[Excerpt from a dataset]
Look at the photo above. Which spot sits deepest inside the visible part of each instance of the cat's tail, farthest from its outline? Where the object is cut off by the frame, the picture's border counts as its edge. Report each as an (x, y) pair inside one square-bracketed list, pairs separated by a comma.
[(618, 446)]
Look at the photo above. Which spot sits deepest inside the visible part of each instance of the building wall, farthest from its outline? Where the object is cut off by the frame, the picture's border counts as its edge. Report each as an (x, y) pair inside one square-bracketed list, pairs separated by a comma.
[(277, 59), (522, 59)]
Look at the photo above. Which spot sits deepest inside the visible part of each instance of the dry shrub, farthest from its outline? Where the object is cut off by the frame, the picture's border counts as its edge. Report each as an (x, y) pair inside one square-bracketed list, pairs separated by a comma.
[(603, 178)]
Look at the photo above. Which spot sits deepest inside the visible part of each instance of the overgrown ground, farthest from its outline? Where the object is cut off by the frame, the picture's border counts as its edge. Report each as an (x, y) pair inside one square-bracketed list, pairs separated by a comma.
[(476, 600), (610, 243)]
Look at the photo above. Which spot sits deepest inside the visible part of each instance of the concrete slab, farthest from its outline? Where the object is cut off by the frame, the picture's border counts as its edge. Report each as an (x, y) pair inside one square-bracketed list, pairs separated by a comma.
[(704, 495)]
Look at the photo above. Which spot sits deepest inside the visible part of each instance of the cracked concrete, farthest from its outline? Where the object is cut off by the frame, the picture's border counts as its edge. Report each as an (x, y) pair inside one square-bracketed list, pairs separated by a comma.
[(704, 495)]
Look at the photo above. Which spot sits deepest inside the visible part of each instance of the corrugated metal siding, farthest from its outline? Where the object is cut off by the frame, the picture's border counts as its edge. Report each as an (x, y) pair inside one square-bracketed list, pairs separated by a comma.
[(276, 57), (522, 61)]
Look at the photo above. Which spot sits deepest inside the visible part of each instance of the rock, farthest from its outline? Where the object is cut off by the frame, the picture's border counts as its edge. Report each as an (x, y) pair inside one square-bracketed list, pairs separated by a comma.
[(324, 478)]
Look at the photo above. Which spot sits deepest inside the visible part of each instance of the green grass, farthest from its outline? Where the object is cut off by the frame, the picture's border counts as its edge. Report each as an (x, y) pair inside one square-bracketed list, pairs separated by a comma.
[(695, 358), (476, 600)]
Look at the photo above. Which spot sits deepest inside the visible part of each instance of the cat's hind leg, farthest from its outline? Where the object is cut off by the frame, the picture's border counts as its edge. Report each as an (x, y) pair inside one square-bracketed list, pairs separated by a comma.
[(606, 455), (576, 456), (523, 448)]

=== Description of the task ===
Reproduce word for word the stretch of the records from their start through the line containing "[(618, 446)]".

=== Task solution ===
Look at the photo above. Which spot sits deepest inside the visible part of each instance of the cat's tail, farthest from its outline? Where the object is cut off by the frame, the picture's border counts as its edge. Report each as an (x, y) pair inside one square-bracketed list, pairs separated by a comma.
[(618, 446)]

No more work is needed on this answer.